Recorded data
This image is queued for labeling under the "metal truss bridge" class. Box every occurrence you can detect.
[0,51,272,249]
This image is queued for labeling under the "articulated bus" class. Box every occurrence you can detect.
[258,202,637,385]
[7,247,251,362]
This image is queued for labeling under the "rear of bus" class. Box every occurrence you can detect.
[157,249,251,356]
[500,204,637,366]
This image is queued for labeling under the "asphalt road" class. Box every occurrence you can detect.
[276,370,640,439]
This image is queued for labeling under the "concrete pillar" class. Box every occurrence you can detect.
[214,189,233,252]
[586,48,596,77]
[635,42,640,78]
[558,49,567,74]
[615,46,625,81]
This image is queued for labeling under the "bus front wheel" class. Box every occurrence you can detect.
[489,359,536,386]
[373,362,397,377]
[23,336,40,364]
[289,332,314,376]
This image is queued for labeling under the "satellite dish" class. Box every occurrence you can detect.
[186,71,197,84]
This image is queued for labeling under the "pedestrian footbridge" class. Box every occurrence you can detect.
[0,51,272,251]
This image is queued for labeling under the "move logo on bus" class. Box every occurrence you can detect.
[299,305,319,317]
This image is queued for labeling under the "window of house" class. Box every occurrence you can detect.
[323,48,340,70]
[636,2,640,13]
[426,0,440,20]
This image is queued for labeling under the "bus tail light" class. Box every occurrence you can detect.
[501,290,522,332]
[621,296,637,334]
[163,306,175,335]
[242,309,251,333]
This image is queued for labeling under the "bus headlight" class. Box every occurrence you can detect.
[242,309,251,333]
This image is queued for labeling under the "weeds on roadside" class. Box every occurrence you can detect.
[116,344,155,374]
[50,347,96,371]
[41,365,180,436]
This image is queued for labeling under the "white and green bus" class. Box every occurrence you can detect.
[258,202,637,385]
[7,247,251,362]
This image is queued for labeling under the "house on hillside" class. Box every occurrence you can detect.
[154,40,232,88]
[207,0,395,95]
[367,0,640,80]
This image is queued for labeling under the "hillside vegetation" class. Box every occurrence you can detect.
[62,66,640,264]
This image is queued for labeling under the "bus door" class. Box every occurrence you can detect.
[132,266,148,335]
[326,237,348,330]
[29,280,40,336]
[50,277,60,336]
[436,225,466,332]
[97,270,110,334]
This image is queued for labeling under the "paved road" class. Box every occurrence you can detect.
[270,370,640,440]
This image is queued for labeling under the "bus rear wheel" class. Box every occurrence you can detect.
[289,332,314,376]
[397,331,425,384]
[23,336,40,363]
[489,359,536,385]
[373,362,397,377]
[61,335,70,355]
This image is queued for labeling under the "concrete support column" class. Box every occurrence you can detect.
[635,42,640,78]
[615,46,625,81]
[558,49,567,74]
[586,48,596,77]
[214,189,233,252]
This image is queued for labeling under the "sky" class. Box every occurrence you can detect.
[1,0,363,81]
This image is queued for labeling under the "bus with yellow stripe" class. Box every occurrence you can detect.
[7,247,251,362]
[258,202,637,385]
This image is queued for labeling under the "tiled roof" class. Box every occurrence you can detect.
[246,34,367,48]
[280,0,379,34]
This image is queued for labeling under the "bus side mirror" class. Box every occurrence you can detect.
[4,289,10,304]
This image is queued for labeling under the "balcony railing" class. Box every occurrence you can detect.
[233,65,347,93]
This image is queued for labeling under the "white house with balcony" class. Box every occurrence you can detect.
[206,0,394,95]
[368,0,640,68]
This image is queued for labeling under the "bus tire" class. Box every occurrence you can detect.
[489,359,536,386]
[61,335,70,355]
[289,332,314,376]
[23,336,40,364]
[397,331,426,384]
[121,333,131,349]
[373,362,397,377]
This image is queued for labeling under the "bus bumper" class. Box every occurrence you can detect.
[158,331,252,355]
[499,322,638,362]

Exercise directions
Print each record again. Nothing may be left out.

Expected output
This image is queued for labeling under the "metal truss bridge" class. Box every occurrence you can detect.
[0,51,272,249]
This image is queued for labeling under the "articulated bus" class. Box every occurrence you can detect.
[258,202,637,385]
[7,247,251,362]
This image is queued for labeling under the "rear of bus" class. Box every occurrence you can detect.
[157,249,251,356]
[500,204,637,366]
This image is queued for labeling under the "asphalt road" class. Box every occurrence you can detect.
[276,370,640,439]
This image is queued for labeling under the "concrete pillar" class. Box every occurrence you can detect.
[214,189,233,252]
[586,48,596,77]
[635,42,640,78]
[558,49,567,74]
[615,46,625,81]
This image is queued for labeling under the "bus front wheel" class. Box every occurrence you can detect.
[489,359,536,386]
[373,362,397,377]
[23,336,40,364]
[289,332,314,376]
This image is queued for labeling under the "satellite dish" class. Box every occurrence you can detect.
[186,71,197,84]
This image is queued for labeling under the "pedestrian footbridge" class. Box every occurrence you can detect.
[0,51,272,251]
This image is queued for labeling under the "move logo on bus" class. Box every occurrence you can detect.
[299,305,319,317]
This image is queued for labeling under the "window of house" class. Box every occurrence you can detect.
[323,48,340,70]
[636,2,640,13]
[426,0,440,20]
This image is queued for labeling under the "bus tail light" class. Box every occurrence you can detect.
[501,290,522,332]
[621,296,637,334]
[163,306,175,335]
[242,309,251,333]
This image is queued for labeling under the "bus headlight" class. Box every occurrence you can detect.
[242,309,251,333]
This image is queued for labeling under the "weeds on roadside" class. Box every occurrence you can detect.
[116,344,155,374]
[50,347,96,371]
[41,365,180,436]
This image is queued for labeling under the "white and green bus" class. Box every occurrence you can detect.
[258,202,637,385]
[7,247,251,362]
This image is queued for labeling under the "house on hillside" class. Box every occurrence you can detect.
[154,40,232,88]
[207,0,395,95]
[367,0,640,80]
This image is queued for labeling under the "hillside vegetation" class. Box every occurrence you can detect.
[62,66,640,264]
This image is queued for labeling under the "bus door" class. Box every occurrence you can detect.
[132,266,148,335]
[326,237,348,330]
[29,280,40,336]
[50,277,60,336]
[436,225,466,332]
[97,270,110,334]
This image is queued for labeling under the "paved road" class. Box every occurrence you can detect.
[270,370,640,440]
This image is queued for labeling under the "bus rear wheel" class. Box every occurrence you can detect.
[289,332,314,376]
[397,331,425,384]
[23,336,40,363]
[489,359,536,385]
[373,362,397,377]
[61,335,70,355]
This image is queued for labeling under the "concrete support column" class. Box every occurrence you can detect.
[635,42,640,78]
[615,46,625,81]
[558,49,567,74]
[586,48,596,77]
[214,189,233,252]
This image is queued for labeling under the "sky" class. Box every occurrence you can detect.
[1,0,363,81]
This image is queued for labeling under the "bus with yellow stripe" class. Box every occurrence you can detect.
[7,247,251,362]
[258,202,637,385]
This image is queued for labeling under the "tiled roof" class. Box every occurrence you can detect.
[246,34,367,48]
[280,0,379,34]
This image is queued for labeling under the "bus side mirror" class. Box every occurrence you can detect.
[4,289,10,304]
This image is queued for labeling under the "balcony railing" class. Box every occurrence you can detect.
[233,65,347,93]
This image is queued for labeling under the "white house with balcony" class. Box every occurrence you can detect.
[206,0,394,95]
[368,0,640,68]
This image is queued for labeling under the "bus tire" class. Box every occurrence you can detect.
[489,359,536,386]
[61,335,70,355]
[289,332,314,376]
[23,336,40,364]
[397,331,426,384]
[121,333,131,349]
[373,362,397,377]
This image is queued for labeling under the "bus bumper" class. Box every occurrence you can detect.
[158,331,252,355]
[499,322,638,362]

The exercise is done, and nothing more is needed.